>> Start Entries shown

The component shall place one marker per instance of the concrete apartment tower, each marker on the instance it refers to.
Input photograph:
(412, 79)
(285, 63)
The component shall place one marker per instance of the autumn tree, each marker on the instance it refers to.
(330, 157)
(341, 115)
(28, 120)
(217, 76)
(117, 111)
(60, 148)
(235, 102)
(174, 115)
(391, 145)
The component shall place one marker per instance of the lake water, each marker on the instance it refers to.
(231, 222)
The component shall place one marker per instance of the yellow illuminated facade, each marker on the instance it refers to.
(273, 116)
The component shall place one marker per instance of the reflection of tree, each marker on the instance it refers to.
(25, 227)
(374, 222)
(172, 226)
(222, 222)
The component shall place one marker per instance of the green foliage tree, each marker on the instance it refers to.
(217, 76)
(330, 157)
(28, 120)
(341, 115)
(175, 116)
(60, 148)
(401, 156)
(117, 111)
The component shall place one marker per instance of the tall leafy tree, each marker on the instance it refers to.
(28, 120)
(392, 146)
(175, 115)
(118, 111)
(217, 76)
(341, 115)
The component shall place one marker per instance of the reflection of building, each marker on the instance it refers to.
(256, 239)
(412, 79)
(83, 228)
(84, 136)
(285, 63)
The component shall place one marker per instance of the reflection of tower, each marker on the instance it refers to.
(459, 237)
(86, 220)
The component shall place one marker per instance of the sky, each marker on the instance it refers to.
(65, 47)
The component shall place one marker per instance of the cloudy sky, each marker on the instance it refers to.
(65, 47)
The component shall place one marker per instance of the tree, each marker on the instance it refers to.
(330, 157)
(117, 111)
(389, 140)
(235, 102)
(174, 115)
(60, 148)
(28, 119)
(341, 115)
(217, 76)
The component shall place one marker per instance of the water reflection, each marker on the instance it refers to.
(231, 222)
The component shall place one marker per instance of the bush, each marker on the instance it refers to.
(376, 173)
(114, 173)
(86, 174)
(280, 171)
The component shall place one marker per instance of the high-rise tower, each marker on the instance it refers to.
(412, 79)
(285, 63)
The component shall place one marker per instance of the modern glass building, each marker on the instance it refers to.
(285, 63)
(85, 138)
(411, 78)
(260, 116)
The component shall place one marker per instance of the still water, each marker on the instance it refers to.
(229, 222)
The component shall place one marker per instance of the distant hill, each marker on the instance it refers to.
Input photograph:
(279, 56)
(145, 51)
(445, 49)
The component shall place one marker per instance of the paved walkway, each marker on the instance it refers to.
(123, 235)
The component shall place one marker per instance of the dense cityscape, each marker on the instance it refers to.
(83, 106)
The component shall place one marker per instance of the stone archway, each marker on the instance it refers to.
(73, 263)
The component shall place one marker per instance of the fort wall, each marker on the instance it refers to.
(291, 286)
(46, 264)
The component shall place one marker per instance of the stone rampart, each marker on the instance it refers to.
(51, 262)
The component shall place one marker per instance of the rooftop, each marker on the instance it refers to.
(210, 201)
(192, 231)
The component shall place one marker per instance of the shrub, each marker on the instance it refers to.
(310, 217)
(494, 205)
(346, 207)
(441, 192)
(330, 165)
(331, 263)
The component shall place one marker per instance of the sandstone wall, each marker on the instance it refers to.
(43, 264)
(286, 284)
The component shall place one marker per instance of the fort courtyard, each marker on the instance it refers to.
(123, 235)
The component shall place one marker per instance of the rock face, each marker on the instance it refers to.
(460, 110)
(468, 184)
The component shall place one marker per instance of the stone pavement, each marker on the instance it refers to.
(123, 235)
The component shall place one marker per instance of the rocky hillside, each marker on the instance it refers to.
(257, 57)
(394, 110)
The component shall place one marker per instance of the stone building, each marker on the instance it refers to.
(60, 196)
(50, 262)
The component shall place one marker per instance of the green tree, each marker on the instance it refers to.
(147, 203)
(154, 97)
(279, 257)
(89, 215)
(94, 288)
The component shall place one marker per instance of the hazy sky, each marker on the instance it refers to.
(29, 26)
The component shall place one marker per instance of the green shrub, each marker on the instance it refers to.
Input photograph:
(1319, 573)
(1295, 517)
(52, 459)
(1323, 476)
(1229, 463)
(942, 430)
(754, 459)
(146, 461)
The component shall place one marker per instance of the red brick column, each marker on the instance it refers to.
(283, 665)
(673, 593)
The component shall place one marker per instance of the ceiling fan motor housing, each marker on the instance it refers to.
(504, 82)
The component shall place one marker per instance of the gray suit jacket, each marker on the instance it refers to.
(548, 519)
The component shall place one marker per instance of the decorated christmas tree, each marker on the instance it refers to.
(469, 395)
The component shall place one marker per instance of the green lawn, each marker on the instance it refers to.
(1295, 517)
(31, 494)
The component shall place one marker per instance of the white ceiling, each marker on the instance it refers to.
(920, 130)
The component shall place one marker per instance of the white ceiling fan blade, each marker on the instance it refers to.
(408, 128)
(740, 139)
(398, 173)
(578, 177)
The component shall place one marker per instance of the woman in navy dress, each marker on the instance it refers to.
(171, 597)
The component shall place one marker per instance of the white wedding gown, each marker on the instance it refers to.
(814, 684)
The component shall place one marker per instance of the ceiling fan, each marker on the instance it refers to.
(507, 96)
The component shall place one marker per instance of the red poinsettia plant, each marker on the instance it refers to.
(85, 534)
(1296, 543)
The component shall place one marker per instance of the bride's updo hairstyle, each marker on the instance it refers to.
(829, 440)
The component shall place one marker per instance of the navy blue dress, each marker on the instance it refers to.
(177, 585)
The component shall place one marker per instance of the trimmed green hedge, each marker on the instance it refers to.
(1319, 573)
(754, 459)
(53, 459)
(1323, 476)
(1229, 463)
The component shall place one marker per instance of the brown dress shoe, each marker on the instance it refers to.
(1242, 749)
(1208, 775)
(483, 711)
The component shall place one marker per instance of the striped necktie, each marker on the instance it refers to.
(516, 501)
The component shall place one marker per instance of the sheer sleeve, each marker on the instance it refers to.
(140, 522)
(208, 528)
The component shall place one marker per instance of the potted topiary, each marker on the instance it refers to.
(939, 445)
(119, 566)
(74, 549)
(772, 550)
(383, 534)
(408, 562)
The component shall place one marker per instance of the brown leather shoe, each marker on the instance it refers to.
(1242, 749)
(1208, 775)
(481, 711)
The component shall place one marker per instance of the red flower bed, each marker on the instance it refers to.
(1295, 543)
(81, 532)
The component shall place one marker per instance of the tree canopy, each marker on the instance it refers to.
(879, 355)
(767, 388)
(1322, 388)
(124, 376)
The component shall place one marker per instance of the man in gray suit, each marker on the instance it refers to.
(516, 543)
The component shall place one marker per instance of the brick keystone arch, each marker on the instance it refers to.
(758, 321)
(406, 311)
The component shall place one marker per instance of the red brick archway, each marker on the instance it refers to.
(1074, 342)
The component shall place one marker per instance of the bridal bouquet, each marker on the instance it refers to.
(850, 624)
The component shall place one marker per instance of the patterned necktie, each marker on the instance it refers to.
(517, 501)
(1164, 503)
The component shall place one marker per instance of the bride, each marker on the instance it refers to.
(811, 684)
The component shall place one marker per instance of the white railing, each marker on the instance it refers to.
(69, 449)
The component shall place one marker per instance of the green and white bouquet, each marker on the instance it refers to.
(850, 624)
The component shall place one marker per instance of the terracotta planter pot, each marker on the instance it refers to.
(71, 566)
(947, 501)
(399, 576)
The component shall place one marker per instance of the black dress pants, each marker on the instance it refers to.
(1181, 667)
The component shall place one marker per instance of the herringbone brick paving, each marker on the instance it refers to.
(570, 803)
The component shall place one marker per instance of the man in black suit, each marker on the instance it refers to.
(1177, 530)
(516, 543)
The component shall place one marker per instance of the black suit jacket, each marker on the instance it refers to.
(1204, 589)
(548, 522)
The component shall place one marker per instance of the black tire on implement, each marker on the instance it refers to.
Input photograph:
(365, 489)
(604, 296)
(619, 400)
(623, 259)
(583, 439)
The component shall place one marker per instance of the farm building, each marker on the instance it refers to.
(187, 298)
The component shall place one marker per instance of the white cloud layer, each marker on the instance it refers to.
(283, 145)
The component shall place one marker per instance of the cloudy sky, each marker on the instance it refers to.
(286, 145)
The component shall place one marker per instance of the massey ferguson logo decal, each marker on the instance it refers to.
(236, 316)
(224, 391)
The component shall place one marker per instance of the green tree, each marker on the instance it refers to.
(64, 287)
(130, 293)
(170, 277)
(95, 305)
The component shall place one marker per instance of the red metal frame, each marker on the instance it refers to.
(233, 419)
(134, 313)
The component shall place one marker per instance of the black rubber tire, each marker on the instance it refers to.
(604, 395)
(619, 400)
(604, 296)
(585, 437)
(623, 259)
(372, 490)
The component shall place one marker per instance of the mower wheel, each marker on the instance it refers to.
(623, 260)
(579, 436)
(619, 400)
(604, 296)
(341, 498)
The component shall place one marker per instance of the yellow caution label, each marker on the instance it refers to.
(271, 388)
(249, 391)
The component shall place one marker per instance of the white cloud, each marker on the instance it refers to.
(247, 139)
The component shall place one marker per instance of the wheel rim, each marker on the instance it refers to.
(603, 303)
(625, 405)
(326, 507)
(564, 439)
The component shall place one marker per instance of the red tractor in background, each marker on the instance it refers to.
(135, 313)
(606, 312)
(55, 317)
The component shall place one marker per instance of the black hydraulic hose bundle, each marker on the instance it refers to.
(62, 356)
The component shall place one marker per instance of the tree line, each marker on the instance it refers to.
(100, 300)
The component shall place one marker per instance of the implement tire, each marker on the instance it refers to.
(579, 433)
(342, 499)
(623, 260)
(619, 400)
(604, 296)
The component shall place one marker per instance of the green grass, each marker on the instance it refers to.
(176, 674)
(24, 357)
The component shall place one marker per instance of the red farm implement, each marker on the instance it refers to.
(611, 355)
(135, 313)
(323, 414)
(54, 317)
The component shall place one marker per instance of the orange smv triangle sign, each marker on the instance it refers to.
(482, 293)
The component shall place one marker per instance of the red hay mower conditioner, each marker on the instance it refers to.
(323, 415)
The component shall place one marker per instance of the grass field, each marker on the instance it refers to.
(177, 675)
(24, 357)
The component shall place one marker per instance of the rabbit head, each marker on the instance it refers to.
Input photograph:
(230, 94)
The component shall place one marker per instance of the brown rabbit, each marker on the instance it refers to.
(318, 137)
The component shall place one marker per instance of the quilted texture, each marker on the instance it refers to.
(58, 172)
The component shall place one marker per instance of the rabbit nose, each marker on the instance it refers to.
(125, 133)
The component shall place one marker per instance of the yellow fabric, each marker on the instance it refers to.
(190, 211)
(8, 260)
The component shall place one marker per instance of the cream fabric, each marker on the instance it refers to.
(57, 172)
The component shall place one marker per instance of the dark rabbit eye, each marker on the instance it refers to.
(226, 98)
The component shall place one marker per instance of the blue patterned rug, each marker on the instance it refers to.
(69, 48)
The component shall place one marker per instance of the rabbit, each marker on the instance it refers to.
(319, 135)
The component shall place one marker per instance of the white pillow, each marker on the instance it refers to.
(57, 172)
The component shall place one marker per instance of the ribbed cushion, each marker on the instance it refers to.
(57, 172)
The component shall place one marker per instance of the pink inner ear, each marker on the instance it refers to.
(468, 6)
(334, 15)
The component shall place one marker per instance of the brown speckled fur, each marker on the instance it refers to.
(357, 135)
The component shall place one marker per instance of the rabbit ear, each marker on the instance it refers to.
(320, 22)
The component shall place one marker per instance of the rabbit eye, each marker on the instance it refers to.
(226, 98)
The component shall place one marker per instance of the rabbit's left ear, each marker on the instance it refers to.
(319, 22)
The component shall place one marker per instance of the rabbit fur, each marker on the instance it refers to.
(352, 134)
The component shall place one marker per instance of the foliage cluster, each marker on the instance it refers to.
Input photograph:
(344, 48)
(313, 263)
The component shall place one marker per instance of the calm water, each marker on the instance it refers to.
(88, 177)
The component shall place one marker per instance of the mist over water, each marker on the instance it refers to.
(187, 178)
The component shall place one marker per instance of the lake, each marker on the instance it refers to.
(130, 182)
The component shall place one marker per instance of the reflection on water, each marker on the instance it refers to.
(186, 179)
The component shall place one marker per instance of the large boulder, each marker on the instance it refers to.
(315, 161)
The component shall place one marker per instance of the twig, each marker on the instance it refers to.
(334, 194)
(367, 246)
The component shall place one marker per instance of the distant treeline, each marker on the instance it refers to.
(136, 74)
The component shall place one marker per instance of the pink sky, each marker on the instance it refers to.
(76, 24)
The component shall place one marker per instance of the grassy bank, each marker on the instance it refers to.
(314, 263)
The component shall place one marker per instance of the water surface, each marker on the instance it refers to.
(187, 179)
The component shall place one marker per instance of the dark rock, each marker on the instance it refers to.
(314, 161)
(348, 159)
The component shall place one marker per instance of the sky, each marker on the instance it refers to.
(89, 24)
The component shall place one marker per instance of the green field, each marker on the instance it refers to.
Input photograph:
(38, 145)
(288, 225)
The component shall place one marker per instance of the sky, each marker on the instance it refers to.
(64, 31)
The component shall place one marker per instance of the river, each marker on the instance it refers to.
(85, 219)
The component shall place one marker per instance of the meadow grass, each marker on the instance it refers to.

>> End Entries shown

To do:
Give the lines exactly as they stand, from the line with "green field, each" through the end of the material.

Result:
The component shall place one marker per instance of the green field, each marker on the instance it refers to.
Input photograph:
(38, 145)
(288, 225)
The component shall place one marker per instance of the sky, each marker on the instance it refers to.
(64, 31)
The component shall place one marker per instance of the river, each marker on the instance it refers to.
(85, 219)
The component shall place one marker per instance of the meadow grass, each marker on the instance it refers to.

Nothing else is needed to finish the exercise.